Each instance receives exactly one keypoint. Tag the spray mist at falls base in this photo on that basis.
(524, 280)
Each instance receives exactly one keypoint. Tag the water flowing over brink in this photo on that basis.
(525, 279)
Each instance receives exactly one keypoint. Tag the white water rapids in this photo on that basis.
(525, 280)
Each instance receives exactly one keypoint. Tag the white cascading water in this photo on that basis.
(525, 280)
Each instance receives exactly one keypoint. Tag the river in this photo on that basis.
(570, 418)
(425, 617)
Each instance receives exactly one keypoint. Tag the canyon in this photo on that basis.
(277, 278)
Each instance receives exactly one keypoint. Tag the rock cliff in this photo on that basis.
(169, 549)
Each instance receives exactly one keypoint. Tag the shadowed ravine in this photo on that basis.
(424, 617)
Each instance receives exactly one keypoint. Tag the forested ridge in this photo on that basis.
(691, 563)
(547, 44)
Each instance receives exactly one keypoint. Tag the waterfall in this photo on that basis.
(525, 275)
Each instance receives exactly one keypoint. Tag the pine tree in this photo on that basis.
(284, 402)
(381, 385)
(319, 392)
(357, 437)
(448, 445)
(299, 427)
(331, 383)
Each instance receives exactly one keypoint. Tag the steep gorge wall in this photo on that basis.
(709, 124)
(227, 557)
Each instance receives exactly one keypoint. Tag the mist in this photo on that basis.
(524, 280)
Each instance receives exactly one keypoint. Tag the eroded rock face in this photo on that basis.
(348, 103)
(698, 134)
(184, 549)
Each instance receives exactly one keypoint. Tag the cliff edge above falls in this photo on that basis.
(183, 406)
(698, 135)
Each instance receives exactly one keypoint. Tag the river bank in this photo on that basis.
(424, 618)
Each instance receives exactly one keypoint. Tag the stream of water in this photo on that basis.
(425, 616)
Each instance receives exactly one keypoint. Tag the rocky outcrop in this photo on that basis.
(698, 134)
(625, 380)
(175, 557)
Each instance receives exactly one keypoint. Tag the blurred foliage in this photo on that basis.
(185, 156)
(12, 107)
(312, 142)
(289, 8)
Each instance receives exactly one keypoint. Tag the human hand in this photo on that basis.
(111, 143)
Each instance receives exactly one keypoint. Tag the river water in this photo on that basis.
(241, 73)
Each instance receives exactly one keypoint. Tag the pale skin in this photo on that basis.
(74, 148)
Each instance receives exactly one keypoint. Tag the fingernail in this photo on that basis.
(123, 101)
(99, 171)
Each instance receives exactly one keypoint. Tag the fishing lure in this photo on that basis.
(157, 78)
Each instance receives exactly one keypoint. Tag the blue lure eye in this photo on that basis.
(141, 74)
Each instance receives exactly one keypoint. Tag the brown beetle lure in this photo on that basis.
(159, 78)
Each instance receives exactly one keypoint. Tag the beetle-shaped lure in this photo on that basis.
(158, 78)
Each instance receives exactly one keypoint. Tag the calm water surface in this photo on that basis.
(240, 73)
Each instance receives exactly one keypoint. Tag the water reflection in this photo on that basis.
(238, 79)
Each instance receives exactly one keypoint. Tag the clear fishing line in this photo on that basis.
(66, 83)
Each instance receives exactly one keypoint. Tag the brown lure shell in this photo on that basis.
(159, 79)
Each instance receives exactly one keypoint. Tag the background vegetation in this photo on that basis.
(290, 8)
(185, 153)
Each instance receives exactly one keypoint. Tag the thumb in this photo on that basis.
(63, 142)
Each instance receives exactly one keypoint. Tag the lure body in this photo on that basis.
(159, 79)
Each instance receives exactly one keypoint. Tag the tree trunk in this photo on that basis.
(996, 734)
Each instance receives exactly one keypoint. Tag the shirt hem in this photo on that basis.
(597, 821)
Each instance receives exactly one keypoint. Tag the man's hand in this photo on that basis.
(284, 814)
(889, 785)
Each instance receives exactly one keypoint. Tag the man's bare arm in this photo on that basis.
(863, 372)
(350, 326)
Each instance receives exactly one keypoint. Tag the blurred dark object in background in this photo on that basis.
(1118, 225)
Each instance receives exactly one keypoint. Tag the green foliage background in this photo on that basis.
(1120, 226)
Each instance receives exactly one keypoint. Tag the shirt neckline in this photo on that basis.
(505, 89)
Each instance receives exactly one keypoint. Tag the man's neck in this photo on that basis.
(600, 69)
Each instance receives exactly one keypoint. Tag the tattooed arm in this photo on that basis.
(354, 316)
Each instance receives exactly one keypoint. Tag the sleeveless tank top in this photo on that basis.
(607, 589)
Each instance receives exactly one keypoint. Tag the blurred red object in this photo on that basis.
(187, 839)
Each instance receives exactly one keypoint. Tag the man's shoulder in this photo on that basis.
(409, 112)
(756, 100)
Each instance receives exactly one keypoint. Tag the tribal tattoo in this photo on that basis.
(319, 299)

######

== TASK PROMPT ==
Transcribe exactly the line containing "Each instance receives exactly one keypoint. Tag the man's neck" and all remaining lines of the material, ending with the last one.

== COMPLETE OUTPUT ==
Each instance receives exactly one keypoint. Tag the man's neck in this photo on that basis.
(600, 69)
Each instance receives exactly one keypoint. Tag the tattooed arm in this photo on that basis.
(354, 316)
Each instance receives exactly one keypoint. Tag the sleeveless tank top in this photo on that basis.
(607, 589)
Each instance receives exactly one keypoint. Tag the blurred red object in this photo on that basis.
(187, 839)
Each instance receives exactly one keypoint. Tag the man's shoulder in this photo on that basis.
(409, 112)
(756, 100)
Each instance receives exactly one keypoint. Tag the tribal tattoo in this photo on that basis.
(319, 299)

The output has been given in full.